§ **À faire**:
a – D'après le texte sur Etienne Jornod, quel apprentissage a-t-il suivi ?
b – Recopiez le passage du texte sur Etienne Jornod, depuis « Il possède une » jusqu'à « Très mal, même. » inclus.

§ **Texte d'étude**:
************

Il possède une entreprise pharmaceutique. Il en a dirigé une autre pendant une trentaine d'années, au cours desquelles il l'a profondément transformée. Il a été le premier Suisse romand à présider la Neue Zürcher Zeitung. Pourtant, Etienne Jornod a mal débuté dans la vie professionnelle. Très mal, même.
Dyslexique, il était, de son propre aveu, un piètre écolier. «On écrivait Mimi a une jupe bleue, je lisais Mimi a une robe bleue», se souvient-il. «L'instituteur me prenait pour un imbécile.» Un conseiller en orientation note qu'Etienne Jornod a le contact facile. Il conseille de le placer en magasin. Ce sera un apprentissage de droguiste. Le jeune Neuchâtelois ne s'y épanouit d'abord pas plus qu'à l'école. «Je suis horriblement maladroit», raconte-t-il. «Mon patron me disait: attention à ces flacons, ne les casse surtout pas, et je les cassais tout de même.»

************

§ **Matériel fourni**:
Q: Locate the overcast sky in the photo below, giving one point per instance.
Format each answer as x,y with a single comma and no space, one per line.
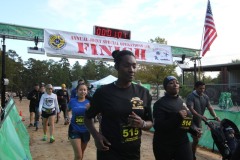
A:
179,22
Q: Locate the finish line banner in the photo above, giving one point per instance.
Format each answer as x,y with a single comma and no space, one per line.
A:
84,46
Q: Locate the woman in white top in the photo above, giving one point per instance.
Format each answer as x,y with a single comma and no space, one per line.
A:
48,107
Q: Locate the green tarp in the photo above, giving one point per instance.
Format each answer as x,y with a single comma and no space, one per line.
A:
14,138
206,139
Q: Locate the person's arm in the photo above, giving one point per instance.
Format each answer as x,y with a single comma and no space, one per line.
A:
40,104
213,113
30,95
100,141
56,103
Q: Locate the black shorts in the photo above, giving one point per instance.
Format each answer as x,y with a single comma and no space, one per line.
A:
63,107
84,136
46,115
32,109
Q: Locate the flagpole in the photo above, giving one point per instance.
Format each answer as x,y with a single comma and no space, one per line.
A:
203,30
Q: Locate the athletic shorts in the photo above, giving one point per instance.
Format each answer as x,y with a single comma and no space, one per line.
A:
84,136
46,115
63,107
32,109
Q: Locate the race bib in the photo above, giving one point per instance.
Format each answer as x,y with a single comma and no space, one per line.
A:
129,134
79,120
186,123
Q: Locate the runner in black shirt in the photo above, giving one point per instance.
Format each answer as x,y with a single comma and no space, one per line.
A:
63,99
172,121
125,110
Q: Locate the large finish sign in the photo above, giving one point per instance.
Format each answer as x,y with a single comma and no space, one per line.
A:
76,45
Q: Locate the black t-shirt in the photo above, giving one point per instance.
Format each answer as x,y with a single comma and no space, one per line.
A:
199,104
63,97
167,122
115,105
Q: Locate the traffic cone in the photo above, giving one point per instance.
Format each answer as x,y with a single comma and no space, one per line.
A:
20,114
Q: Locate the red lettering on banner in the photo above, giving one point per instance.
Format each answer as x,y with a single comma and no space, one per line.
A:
94,49
82,47
106,50
141,55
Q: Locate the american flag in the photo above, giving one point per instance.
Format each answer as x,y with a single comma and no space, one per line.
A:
210,31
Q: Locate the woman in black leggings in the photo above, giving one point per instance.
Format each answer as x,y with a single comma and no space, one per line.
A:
172,121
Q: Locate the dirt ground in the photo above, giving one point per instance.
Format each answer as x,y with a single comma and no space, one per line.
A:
61,149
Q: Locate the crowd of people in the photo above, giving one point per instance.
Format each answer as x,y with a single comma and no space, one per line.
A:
125,111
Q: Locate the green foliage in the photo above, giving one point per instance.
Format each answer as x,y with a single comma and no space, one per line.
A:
185,90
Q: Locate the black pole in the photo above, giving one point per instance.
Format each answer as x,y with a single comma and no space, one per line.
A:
3,96
195,72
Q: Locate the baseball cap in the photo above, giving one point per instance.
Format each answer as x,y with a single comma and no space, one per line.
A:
63,85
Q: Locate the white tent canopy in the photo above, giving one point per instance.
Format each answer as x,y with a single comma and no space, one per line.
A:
106,80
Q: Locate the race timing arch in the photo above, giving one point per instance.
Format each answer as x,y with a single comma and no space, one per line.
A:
84,46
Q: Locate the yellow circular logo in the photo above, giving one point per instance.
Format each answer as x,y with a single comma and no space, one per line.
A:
57,42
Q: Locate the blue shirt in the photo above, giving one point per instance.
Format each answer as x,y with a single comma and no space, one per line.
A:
78,111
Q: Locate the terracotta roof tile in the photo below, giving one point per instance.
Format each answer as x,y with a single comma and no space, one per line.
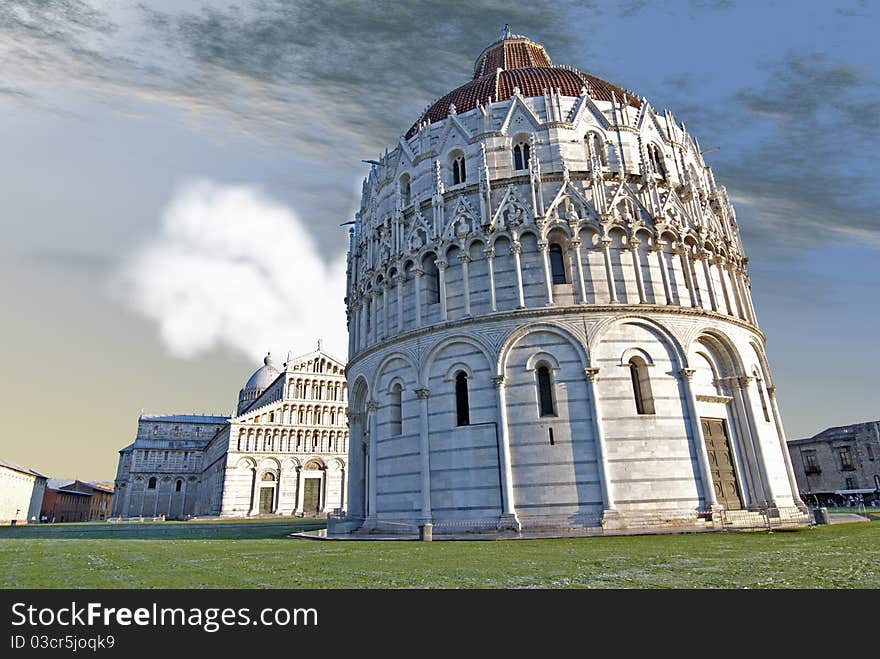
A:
531,81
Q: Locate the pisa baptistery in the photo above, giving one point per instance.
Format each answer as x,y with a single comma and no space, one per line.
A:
550,320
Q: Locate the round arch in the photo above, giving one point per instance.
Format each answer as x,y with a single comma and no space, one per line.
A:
377,374
449,340
647,323
514,337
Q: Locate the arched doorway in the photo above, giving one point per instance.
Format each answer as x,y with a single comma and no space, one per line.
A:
313,488
267,494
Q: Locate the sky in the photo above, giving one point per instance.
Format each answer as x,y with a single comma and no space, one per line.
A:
173,175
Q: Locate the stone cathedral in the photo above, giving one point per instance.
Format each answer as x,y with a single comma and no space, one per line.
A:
550,319
283,452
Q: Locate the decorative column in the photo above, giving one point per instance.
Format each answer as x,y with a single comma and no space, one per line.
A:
684,255
664,274
516,250
418,273
508,505
424,454
353,319
609,273
400,279
737,291
300,491
743,454
297,503
576,255
441,268
544,248
465,259
710,285
687,375
601,445
490,260
783,445
747,290
385,288
731,304
372,409
364,334
374,313
255,493
745,383
637,266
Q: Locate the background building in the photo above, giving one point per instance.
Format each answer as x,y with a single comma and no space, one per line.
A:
21,493
550,318
66,501
282,453
838,463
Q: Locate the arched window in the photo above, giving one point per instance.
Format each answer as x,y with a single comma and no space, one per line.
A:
638,371
436,297
546,404
761,395
594,145
521,156
404,190
396,409
656,157
462,407
459,174
557,264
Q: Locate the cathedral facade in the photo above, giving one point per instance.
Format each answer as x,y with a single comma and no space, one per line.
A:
550,319
283,452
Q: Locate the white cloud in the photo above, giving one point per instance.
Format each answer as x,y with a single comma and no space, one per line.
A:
234,268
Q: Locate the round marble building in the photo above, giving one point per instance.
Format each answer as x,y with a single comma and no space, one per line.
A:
550,319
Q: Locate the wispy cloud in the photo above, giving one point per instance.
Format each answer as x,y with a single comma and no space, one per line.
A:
798,155
233,268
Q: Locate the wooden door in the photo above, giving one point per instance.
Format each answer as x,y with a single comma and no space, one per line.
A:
311,496
266,496
721,463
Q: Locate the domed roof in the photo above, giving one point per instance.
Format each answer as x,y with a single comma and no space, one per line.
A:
263,376
515,61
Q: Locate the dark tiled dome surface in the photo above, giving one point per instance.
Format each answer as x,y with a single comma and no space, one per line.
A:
523,64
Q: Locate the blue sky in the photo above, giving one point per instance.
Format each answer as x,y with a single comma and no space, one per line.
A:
174,170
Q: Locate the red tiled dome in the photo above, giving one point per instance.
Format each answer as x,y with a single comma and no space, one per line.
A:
516,61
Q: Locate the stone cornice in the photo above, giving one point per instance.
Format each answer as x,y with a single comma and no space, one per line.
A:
570,310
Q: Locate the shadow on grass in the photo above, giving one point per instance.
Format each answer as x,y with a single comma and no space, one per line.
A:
220,530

************

§ **Réponses**:
a – Un apprentissage de droguiste.

b –
Il possède une entreprise pharmaceutique. Il en a dirigé une autre pendant une trentaine d'années, au cours desquelles il l'a profondément transformée. Il a été le premier Suisse romand à présider la Neue Zürcher Zeitung. Pourtant, Etienne Jornod a mal débuté dans la vie professionnelle. Très mal, même.